Si Cacing dan Kotoran Kesayangannya adalah sebuah judul buku trilogi. Hadir beberapa tahun lalu dengan judul Membuka Pintu Hati yang kemudian berganti judul menjadi Si Cacing dan Kotoran Kesayangannya telah menyedot begitu banyak pembaca dari berbagai agama, suku, ras dan lain sebagainya, untuk membaca buku ini.
Ajahn Brahm adalah tokoh dibalik kesuksesan buku yang telah diterbitkan di berbagai negara dan diterjemahkan ke dalam begitu banyak bahasa, menjadi sebuah jaminan mutu untuk sebuah bacaan yang bermutu, sarat pesan moral, tawa, dan juga inspirasi.
Hadir melengkapi dua buku sebelumnya, Si Cacing dan Kotoran Kesayangannya 3! bukanlah hanya sekadar pelengkap dari trilogi semata. Buku Si Cacing dan Kotoran Kesayangannya 3! ini kembali memberikan pembelajaran-pembelajaran mengenai kehidupan yang belum dibahas pada dua buku terdahulunya.

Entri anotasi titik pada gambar
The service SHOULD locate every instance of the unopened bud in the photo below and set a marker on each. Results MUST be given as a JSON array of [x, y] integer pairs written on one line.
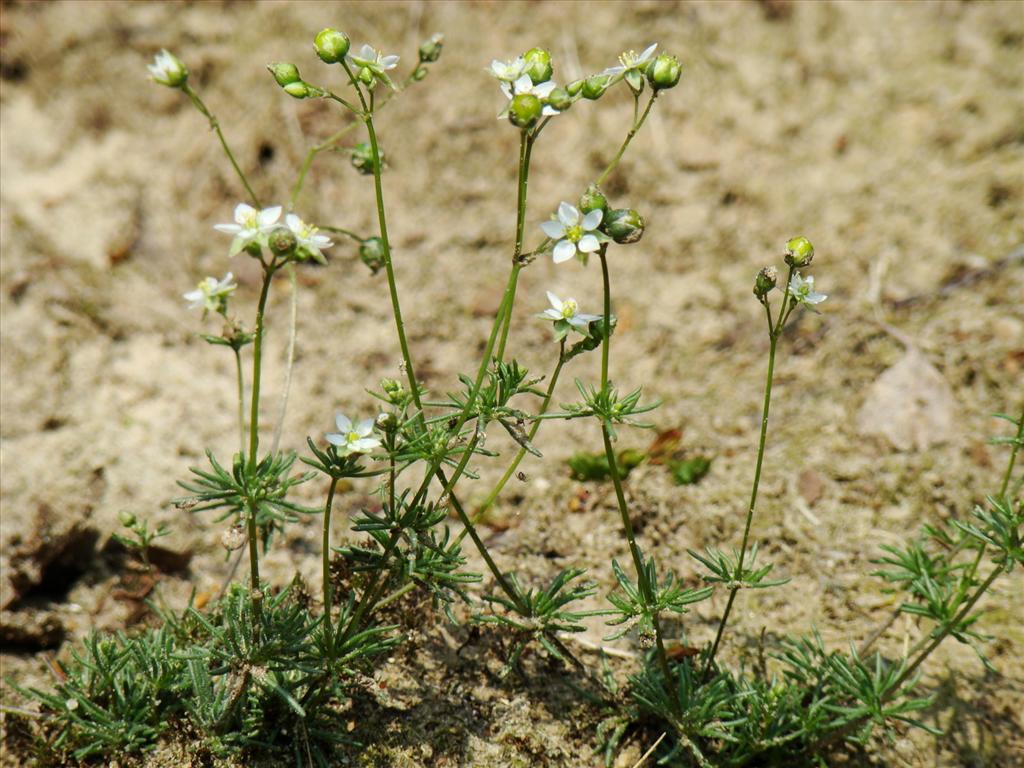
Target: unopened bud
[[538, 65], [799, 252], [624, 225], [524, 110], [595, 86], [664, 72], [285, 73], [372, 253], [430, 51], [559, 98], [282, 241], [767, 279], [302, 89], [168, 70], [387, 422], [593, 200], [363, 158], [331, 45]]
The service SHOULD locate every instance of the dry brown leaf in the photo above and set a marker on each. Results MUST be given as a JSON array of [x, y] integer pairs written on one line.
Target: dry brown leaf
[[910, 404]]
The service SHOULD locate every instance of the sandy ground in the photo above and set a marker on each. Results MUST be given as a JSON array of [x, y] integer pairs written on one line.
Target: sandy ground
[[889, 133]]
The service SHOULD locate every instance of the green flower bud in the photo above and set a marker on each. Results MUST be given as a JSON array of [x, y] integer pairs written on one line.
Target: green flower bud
==
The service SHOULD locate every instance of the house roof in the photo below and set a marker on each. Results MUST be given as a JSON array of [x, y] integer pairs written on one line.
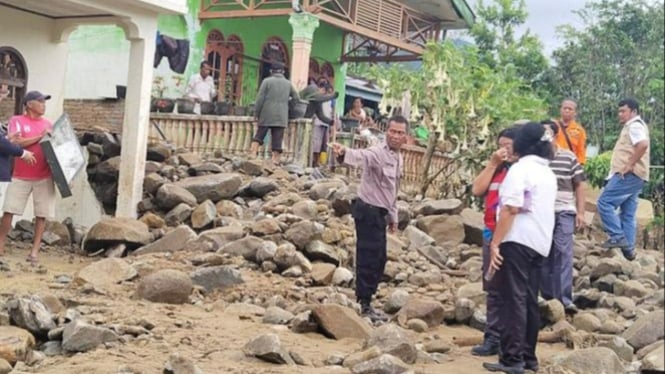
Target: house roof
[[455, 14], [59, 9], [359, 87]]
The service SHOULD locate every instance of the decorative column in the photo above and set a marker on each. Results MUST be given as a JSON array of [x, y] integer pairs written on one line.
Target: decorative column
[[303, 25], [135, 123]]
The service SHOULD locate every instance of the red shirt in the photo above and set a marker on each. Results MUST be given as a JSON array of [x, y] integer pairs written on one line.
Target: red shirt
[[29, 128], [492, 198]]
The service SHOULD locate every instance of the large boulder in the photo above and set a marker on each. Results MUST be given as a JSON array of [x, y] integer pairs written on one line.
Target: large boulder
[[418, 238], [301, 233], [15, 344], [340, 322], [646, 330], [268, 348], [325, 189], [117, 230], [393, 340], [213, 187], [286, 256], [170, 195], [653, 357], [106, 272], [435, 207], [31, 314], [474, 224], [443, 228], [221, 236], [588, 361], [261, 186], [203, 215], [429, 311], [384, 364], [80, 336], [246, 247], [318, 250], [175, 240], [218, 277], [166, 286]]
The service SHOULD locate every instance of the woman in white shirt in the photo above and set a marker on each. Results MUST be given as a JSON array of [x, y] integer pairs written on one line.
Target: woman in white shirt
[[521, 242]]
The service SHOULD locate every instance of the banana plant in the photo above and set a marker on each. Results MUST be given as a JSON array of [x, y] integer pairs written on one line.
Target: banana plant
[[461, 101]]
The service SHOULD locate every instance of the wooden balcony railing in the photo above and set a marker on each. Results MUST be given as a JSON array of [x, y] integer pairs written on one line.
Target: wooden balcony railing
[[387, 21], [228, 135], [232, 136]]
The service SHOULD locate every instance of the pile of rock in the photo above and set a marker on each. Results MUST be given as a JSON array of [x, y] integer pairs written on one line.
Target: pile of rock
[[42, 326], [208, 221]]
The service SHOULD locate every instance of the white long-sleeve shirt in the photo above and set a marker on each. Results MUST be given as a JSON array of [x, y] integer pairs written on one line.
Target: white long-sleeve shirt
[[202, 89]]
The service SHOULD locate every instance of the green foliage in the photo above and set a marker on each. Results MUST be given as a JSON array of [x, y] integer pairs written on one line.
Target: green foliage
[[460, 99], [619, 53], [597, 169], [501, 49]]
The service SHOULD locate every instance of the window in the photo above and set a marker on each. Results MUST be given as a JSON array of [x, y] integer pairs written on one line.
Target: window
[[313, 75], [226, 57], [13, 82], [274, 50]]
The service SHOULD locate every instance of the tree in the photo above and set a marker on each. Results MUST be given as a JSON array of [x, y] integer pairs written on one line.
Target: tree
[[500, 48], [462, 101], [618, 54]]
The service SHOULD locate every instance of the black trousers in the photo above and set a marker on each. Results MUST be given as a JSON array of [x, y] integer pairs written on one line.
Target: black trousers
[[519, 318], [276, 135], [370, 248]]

» DAFTAR TUGAS
a – Menurut teks tentang buku Si Cacing dan Kotoran Kesayangannya, apa judul buku tersebut sebelum berganti judul?
b – Kutiplah tanpa perubahan bagian teks tentang buku Si Cacing dan Kotoran Kesayangannya dari "Ajahn Brahm adalah" sampai "dua buku terdahulunya.".
c – Teruskan teks tentang buku Si Cacing dan Kotoran Kesayangannya, dimulai setelah kalimat terakhirnya.

» JAWABAN YANG DIBERIKAN
a – Membuka Pintu Hati.

b –
Ajahn Brahm adalah tokoh dibalik kesuksesan buku yang telah diterbitkan di berbagai negara dan diterjemahkan ke dalam begitu banyak bahasa, menjadi sebuah jaminan mutu untuk sebuah bacaan yang bermutu, sarat pesan moral, tawa, dan juga inspirasi.
Hadir melengkapi dua buku sebelumnya, Si Cacing dan Kotoran Kesayangannya 3! bukanlah hanya sekadar pelengkap dari trilogi semata. Buku Si Cacing dan Kotoran Kesayangannya 3! ini kembali memberikan pembelajaran-pembelajaran mengenai kehidupan yang belum dibahas pada dua buku terdahulunya.

c –
Mengetahui bahwa ini adalah buku terakhir dari trilogi 108 kisah pembuka hati, Ajahn Brahm menghadirkan begitu banyak kisah andalannya, yang memberikan kita pembelajaran mengenai kehidupan serta tak luput juga menertawakan kebodohan-kebodohan kita sendiri.
Banyak kisah dari buku ini yang mengundang pembacanya untuk tertawa terbahak-bahak, membuka mulutnya cukup lebar, sehingga Ajahn Brahm dapat begitu mudah untuk memasukkan pil-pil kebijaksanaan ke dalam diri pembaca tanpa disadari oleh pembaca itu sendiri.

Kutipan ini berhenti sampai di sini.